§ Problem to solve
Here are some records; copy every line that holds the word "request".

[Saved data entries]
----

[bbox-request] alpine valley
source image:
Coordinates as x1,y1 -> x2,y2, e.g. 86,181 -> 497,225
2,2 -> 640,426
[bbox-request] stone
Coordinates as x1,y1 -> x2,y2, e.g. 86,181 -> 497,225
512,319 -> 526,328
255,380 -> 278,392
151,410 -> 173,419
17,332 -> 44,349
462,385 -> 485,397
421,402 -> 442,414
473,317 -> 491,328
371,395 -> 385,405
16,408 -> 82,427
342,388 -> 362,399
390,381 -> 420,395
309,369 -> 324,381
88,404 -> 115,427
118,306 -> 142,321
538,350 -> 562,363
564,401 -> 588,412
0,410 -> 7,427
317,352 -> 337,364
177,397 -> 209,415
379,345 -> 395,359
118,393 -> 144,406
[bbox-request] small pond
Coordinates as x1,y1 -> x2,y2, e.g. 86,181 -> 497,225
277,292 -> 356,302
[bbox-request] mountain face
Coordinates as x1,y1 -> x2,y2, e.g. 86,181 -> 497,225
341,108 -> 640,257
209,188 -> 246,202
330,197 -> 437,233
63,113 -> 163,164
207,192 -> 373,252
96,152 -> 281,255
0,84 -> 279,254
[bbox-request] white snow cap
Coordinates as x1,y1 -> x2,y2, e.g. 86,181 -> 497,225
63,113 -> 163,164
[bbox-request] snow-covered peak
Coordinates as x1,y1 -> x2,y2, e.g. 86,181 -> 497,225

----

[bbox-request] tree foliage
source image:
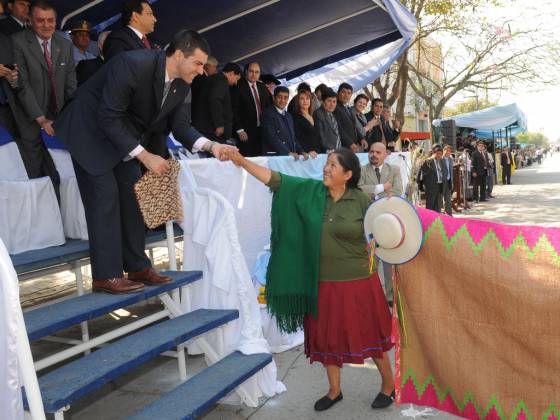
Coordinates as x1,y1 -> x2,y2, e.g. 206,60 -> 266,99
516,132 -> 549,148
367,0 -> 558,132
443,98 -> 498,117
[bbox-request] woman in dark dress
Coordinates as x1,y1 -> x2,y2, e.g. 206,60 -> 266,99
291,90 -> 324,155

----

§ Answer for this exercise
[bbox-request] alpine valley
[bbox-request] stone
[bbox-request] small pond
[bbox-request] mountain face
[bbox-request] white snow cap
[bbox-request] snow-covered peak
[bbox-request] tree foliage
[bbox-request] woman in dark dress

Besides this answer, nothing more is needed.